Assignment | Your job is to give again, exactly and with no additions, the lines in the records below from the one with "Target: latte art foam" through the one with "Expected: the position of each instance of the white fence", both included. Omit the pictures.

Task material |
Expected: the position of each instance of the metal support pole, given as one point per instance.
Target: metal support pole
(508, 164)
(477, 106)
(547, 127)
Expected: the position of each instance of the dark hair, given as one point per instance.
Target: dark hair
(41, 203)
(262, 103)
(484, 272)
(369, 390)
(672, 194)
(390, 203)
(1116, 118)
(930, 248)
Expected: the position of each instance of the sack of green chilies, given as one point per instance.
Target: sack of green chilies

* * *

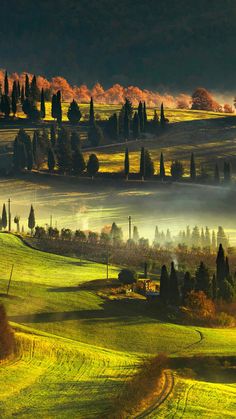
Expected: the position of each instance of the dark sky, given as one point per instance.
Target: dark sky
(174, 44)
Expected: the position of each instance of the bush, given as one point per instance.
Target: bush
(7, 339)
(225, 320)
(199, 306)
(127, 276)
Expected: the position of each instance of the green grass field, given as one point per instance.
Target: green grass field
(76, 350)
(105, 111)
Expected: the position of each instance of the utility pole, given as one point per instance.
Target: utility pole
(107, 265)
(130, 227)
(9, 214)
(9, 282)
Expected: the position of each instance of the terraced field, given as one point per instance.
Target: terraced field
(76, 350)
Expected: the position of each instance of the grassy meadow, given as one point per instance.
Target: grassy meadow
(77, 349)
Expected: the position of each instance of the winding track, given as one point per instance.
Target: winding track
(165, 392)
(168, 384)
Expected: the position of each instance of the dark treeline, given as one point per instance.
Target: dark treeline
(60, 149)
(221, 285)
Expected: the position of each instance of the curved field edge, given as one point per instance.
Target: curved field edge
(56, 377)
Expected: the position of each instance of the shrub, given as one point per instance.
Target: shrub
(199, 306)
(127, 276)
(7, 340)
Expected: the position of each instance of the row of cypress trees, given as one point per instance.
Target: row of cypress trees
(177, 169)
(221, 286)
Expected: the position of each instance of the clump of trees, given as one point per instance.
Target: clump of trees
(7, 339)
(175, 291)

* * *

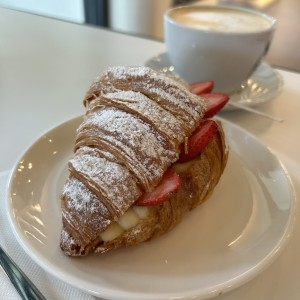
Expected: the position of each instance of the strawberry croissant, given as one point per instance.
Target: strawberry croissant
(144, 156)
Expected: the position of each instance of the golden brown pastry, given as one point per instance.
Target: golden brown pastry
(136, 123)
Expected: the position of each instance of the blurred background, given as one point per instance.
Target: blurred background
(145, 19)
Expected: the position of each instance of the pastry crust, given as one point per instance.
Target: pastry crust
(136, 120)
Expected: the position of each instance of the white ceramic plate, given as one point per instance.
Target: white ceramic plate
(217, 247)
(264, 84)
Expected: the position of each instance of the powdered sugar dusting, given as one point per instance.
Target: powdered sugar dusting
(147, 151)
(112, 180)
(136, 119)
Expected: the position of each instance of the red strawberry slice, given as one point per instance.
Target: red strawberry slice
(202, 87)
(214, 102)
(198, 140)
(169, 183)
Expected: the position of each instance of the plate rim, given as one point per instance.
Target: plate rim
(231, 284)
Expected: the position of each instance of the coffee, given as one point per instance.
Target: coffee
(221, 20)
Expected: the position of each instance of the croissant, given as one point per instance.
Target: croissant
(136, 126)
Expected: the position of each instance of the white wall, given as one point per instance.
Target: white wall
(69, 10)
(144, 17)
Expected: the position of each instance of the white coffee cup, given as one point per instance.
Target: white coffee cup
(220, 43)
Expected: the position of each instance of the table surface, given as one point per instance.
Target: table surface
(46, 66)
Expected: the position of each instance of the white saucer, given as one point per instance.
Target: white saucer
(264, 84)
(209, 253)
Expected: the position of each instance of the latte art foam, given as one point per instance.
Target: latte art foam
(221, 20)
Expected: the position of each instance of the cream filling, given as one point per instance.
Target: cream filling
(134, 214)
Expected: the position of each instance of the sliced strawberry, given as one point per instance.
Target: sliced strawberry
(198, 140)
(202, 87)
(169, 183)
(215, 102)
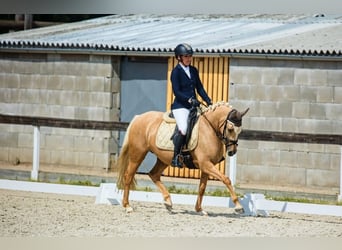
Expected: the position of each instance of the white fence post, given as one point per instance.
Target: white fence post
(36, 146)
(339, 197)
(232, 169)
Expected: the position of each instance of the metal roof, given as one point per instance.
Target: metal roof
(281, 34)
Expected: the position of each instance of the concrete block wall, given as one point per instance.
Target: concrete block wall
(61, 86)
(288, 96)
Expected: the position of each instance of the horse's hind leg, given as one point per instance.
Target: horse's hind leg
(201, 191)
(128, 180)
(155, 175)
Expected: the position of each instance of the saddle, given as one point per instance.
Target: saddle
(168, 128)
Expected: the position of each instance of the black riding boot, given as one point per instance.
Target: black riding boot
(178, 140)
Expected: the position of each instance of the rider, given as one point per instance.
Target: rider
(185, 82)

Result of this exercise |
Target: latte art foam
(221, 20)
Expected: the position of each instance of the cream filling, given as one point per instance.
Target: cream filling
(134, 214)
Expected: the position of each instance of the sliced strawberry, given as one point per instance.
Target: sliced strawberry
(198, 140)
(202, 87)
(169, 183)
(215, 102)
Expected: the position of each instance of the white fence post, given as one point per instance.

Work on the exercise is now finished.